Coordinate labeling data
★ ★ ★
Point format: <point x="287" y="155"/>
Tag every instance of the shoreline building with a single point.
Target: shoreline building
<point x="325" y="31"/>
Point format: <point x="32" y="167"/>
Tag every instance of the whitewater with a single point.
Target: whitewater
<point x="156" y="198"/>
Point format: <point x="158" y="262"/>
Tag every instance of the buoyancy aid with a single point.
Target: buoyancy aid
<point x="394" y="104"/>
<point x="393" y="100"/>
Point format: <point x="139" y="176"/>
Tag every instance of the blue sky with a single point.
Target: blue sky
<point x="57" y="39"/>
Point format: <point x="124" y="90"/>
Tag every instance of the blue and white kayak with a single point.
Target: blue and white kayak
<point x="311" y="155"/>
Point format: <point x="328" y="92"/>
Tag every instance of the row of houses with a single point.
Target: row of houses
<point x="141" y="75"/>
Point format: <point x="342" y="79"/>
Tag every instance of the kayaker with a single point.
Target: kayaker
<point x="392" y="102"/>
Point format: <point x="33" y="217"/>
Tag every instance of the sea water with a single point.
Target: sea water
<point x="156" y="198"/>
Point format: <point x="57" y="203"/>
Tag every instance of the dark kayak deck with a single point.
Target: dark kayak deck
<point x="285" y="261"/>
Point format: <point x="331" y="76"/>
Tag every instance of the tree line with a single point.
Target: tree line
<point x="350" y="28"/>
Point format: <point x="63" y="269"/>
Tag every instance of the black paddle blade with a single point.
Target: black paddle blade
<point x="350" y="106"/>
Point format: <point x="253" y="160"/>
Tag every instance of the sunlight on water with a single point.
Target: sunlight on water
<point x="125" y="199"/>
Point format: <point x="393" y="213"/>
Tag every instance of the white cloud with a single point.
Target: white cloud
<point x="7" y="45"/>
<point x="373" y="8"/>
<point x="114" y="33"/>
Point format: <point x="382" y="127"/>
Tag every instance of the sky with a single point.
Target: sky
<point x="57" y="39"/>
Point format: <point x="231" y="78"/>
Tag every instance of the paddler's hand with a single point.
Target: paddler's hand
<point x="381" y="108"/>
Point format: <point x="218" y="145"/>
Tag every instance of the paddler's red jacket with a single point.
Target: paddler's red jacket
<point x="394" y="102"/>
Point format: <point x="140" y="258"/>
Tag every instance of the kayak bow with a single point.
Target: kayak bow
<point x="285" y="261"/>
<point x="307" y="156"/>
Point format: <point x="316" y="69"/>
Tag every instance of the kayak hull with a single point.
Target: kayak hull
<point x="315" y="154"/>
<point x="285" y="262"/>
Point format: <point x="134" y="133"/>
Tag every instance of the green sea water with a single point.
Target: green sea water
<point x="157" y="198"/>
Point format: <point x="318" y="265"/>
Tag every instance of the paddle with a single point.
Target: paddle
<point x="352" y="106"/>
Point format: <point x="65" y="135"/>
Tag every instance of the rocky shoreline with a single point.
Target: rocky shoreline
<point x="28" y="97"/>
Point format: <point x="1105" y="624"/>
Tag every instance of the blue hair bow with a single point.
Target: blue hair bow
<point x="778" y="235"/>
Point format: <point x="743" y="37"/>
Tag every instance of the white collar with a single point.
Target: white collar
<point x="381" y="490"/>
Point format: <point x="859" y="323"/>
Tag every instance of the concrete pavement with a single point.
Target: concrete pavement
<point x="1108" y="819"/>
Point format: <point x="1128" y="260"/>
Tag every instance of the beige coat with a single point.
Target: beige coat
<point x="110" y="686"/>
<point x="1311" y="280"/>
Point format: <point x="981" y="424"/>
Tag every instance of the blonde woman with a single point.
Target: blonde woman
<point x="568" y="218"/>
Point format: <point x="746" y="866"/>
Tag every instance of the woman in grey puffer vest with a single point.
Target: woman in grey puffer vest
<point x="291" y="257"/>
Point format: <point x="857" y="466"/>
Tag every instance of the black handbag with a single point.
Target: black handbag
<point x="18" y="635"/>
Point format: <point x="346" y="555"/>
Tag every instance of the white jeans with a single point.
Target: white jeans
★ ★ ★
*Exercise objective*:
Return the listing above in its exact form.

*Expected answer*:
Point format: <point x="287" y="155"/>
Tag every instance of the shoreline building with a single point.
Target: shoreline building
<point x="325" y="31"/>
Point format: <point x="32" y="167"/>
Tag every instance of the whitewater with a single point.
Target: whitewater
<point x="156" y="198"/>
Point format: <point x="158" y="262"/>
Tag every instance of the buoyancy aid with a single point.
Target: buoyancy aid
<point x="394" y="104"/>
<point x="393" y="100"/>
Point format: <point x="139" y="176"/>
Tag every instance of the blue sky with a single point.
Target: blue sky
<point x="57" y="39"/>
Point format: <point x="124" y="90"/>
Tag every instance of the blue and white kayak with a single point.
Target: blue and white kayak
<point x="311" y="155"/>
Point format: <point x="328" y="92"/>
Tag every instance of the row of houses with a single point.
Target: row of houses
<point x="141" y="75"/>
Point format: <point x="342" y="79"/>
Tag every instance of the kayaker with a single point.
Target: kayaker
<point x="392" y="102"/>
Point format: <point x="33" y="217"/>
Tag every instance of the sea water with a single point.
Target: sea water
<point x="156" y="198"/>
Point format: <point x="57" y="203"/>
Tag every instance of the dark kayak deck with a single point.
Target: dark kayak deck
<point x="285" y="261"/>
Point format: <point x="331" y="76"/>
Tag every instance of the tree line with a single point.
Target: tree line
<point x="350" y="28"/>
Point format: <point x="63" y="269"/>
Tag every instance of the black paddle blade with a single point.
Target: black paddle blade
<point x="350" y="106"/>
Point format: <point x="253" y="160"/>
Tag every instance of the sunlight on water with a single point.
Target: sunlight on water
<point x="125" y="199"/>
Point format: <point x="393" y="213"/>
Tag every instance of the white cloud with a single point.
Target: white cloud
<point x="7" y="45"/>
<point x="373" y="8"/>
<point x="114" y="33"/>
Point format: <point x="382" y="127"/>
Tag every instance of the sky with a single point.
Target: sky
<point x="57" y="39"/>
Point format: <point x="231" y="78"/>
Tag every instance of the paddler's hand with a single point.
Target: paddler's hand
<point x="381" y="108"/>
Point format: <point x="218" y="145"/>
Tag every instance of the paddler's red jacket with a single point.
Target: paddler's red jacket
<point x="394" y="102"/>
Point format: <point x="140" y="258"/>
Tag every instance of the kayak bow with a single point.
Target: kayak bow
<point x="285" y="261"/>
<point x="307" y="156"/>
Point format: <point x="316" y="69"/>
Tag every instance of the kayak hull with a single point.
Target: kayak hull
<point x="315" y="154"/>
<point x="285" y="262"/>
Point format: <point x="134" y="133"/>
Tag every instance of the green sea water with a single point.
Target: green sea water
<point x="157" y="198"/>
Point format: <point x="318" y="265"/>
Tag every instance of the paddle with a single point.
Target: paddle
<point x="352" y="106"/>
Point format: <point x="65" y="135"/>
Tag every instance of the rocky shoreline with a single point.
Target: rocky shoreline
<point x="28" y="97"/>
Point format: <point x="1105" y="624"/>
Tag every instance of the blue hair bow with a single point.
Target: blue hair bow
<point x="778" y="235"/>
Point format: <point x="743" y="37"/>
Tag every instance of the white collar with a single point.
Target: white collar
<point x="381" y="490"/>
Point format: <point x="859" y="323"/>
Tag every instance of the concrete pavement with a single point.
Target: concrete pavement
<point x="1108" y="819"/>
Point format: <point x="1128" y="260"/>
Tag every instance of the beige coat with a single point.
Target: beige coat
<point x="110" y="686"/>
<point x="1311" y="280"/>
Point format: <point x="981" y="424"/>
Tag every instance of the blonde woman with a single point.
Target: blonde woman
<point x="568" y="218"/>
Point format: <point x="746" y="866"/>
Tag every instance of the woman in grey puffer vest with a single point.
Target: woman in grey puffer vest
<point x="291" y="257"/>
Point format: <point x="857" y="466"/>
Tag every instance of the black handbag with a single point.
Target: black handbag
<point x="18" y="635"/>
Point format: <point x="346" y="555"/>
Tag every instance of the white jeans with a single point.
Target: white jeans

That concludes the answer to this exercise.